What the exercise asks: Give back an exact copy of the lines in the records below, from the line that has "Target: apple logo icon" through the line that has "Each instance receives one point. Annotate the player's right", and nothing besides.

_ _ _ _ _ _ _

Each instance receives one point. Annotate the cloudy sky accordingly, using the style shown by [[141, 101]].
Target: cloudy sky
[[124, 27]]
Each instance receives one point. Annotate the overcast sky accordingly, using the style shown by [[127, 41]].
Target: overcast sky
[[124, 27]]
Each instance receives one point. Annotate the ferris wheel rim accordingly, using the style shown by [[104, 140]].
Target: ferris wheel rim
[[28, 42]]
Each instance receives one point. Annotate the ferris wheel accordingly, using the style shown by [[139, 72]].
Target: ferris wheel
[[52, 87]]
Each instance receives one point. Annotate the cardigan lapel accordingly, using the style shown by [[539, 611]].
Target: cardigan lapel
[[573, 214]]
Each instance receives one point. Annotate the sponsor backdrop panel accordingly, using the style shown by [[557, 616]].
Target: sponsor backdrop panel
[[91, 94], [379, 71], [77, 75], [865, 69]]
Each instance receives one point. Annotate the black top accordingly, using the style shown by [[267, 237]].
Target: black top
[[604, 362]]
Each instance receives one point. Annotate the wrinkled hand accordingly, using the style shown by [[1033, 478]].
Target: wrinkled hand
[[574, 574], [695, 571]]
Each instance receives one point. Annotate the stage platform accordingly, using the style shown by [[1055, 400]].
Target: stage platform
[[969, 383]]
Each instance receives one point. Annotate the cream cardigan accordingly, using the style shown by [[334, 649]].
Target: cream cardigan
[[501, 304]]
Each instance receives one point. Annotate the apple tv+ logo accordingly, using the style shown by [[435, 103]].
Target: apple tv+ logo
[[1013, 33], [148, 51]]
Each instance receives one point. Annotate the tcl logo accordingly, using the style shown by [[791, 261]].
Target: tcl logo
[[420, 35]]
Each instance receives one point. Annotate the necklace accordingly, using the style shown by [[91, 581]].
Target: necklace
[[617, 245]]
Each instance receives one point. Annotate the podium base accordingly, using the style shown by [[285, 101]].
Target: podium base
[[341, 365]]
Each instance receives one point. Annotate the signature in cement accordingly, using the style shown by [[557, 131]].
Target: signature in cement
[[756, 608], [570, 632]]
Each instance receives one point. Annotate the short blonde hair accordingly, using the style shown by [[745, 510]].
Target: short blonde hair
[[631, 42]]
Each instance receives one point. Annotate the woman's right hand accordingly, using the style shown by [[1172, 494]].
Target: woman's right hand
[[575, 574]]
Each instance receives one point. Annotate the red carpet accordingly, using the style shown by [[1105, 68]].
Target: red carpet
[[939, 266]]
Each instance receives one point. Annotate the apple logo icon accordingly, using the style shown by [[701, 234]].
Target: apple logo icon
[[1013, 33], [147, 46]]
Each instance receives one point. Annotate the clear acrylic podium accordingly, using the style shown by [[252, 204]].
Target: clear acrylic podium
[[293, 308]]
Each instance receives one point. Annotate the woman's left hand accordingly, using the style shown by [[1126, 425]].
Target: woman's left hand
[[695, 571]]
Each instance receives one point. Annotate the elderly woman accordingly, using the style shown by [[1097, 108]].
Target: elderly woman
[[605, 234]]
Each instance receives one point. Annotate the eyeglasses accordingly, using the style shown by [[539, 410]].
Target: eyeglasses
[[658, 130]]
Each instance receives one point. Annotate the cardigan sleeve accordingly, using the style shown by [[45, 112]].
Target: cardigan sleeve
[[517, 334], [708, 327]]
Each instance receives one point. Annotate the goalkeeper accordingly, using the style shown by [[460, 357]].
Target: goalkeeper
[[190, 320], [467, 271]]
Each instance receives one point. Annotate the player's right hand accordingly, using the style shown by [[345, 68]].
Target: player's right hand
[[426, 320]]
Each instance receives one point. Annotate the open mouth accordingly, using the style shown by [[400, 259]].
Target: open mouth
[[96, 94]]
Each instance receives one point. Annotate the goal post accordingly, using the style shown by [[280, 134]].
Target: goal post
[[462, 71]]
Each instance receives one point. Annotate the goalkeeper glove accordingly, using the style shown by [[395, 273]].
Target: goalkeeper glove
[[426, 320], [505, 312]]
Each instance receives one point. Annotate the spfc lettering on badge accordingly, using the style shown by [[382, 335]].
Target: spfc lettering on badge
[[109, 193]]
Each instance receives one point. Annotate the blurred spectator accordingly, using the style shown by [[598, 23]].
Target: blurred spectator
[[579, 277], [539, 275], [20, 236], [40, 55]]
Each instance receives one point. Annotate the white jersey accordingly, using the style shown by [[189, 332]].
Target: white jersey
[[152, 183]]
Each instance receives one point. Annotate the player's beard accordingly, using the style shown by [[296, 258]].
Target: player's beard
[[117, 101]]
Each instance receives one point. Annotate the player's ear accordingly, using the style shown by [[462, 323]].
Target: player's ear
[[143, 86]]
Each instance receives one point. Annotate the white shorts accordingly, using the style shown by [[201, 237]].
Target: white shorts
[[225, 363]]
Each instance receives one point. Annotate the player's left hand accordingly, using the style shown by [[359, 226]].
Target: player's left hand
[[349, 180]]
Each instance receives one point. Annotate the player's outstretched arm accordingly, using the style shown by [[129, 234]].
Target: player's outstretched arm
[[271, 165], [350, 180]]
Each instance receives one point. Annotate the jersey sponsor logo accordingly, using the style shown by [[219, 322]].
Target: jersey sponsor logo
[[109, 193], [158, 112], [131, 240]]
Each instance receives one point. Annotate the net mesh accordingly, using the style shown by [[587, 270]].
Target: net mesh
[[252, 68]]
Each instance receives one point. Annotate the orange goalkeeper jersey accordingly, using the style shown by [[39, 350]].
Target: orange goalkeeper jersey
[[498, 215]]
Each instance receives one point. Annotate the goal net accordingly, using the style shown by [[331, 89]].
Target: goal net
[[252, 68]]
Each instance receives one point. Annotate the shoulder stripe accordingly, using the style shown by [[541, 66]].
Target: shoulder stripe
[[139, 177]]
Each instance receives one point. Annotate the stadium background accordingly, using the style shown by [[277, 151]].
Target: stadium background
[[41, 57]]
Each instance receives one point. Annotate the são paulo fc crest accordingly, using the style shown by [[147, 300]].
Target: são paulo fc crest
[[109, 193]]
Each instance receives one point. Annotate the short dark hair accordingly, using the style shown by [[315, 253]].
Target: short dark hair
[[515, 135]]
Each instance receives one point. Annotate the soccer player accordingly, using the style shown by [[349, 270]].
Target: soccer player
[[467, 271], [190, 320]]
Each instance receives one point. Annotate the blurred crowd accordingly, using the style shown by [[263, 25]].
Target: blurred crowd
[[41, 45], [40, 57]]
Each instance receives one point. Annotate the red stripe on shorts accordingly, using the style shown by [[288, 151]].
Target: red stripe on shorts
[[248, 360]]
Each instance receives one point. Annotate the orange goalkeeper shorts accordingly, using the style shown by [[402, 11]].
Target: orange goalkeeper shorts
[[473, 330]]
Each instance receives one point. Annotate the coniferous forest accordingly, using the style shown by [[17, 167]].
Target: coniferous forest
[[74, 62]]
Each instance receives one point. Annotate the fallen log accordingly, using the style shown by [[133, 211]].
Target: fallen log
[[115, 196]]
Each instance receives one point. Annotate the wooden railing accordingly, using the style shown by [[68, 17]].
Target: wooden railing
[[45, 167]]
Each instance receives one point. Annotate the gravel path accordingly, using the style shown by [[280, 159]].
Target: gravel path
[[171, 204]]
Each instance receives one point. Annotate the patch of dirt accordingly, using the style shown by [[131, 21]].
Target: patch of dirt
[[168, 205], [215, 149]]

_ _ _ _ _ _ _

Your response:
Target: apple logo icon
[[1013, 33], [147, 46]]
Each instance receives one point. Annotate the clear acrylic podium accordingly, using the style shown by [[252, 204]].
Target: clear acrylic podium
[[293, 308]]
Each instance receives one point. Annotate the woman's left hand accordingly, using the style shown by [[1126, 425]].
Target: woman's left hand
[[695, 571]]
Each instance receives one point. Annotate the elderly woman accordingly, using the style shown by [[1097, 108]].
Target: elderly woman
[[605, 234]]
Each instance receives one point. Annotate the eyeglasses accordingly, using the style shown by [[539, 410]].
Target: eyeglasses
[[658, 130]]
Each instance receives one point. Annotate the cardigan sleeve accordingly, using the style shown by [[45, 112]].
Target: cardigan sleeve
[[517, 334], [708, 327]]
Each instance receives one point. Annotate the goalkeeper accordingly, using the style shown by [[460, 357]].
Target: goalkeeper
[[190, 320], [467, 271]]
Each instance receives one point. Annotate the player's right hand accordingly, using the style shown by [[345, 68]].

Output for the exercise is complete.